*** Vorliegender Text ***
Um Zeit für die Fertigstellung von Mac OS X zu gewinnen, brachte Apple vor 20 Jahren noch ein großes Update für "Classic Mac OS" auf den Markt. Mac OS 9 kam am 23. Oktober 1999 für 229 D-Mark in den Handel. Mit Mehrbenutzerunterstützung und einer integrierten Software-Aktualisierung nahm das Update bereits Neuerungen des Nachfolgers vorweg – wobei dem klassischen Mac OS weiterhin Speicherschutz, präemptives Multitasking und Multithreading fehlten.

Mit der integrierten Suchmaschine Sherlock 2 stelle Mac OS 9 das "beste Internet-Betriebssystem aller Zeiten" dar, sagte Jobs bei der Vorstellung, wie der heutige Mac & i-Chefredakteur Stephan Ehrmann im Oktober 1999 auf heise online schrieb. "Statt mit einem Browser sollen Mac-Anwender künftig interessante Web-Seiten, EMail-Adressen oder Shopping-Angebote vom Mac-Desktop aus finden. Das Suchprogramm beauftragt eine ganze Armada von Suchmaschinen gleichzeitig und listet deren Ergebnisse nach Relevanz sortiert in einem eigenen Fenster auf."
***
- Kurze Aufgabe 1
Beantworte anhand des Textes über Mac OS 9:
(a) An welchem Tag und zu welchem Preis kam Mac OS 9 in den Handel?
(b) Wie hieß die integrierte Suchmaschine von Mac OS 9?
(c) Welche drei Fähigkeiten fehlten dem klassischen Mac OS weiterhin?
- Kurze Aufgabe 2
Schreibe den Text über Mac OS 9 nach seinem letzten Satz in zwei bis drei Sätzen weiter.
Die Zeilen darunter sind eigenständiges Material und gehören nicht zum Text.
*** Datenauszug ***
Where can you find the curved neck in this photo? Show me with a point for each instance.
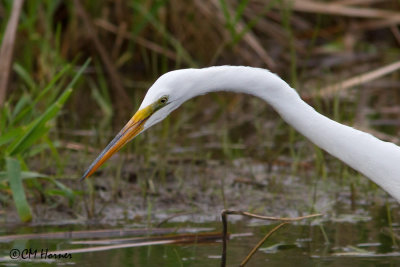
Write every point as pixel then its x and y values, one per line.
pixel 360 150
***
- Antwort 1
(a) Am 23. Oktober 1999 für 229 D-Mark.
(b) Sherlock 2.
(c) Speicherschutz, präemptives Multitasking und Multithreading.

- Antwort 2
"Erstmals sind Mehrbenutzer-Fähigkeiten eingebaut, praktisch etwa, wenn sich mehrere Schüler oder Familienmitglieder einen Macintosh teilen sollen. Jeder der "Multiple Users" bekommt unterschiedliche Rechte und eine individuelle Arbeitsumgebung. Identifizieren können sie sich wahlweise durch ein eingetipptes Passwort oder mit einem ins Mikrofon gesprochenen Satz (Voiceprint)."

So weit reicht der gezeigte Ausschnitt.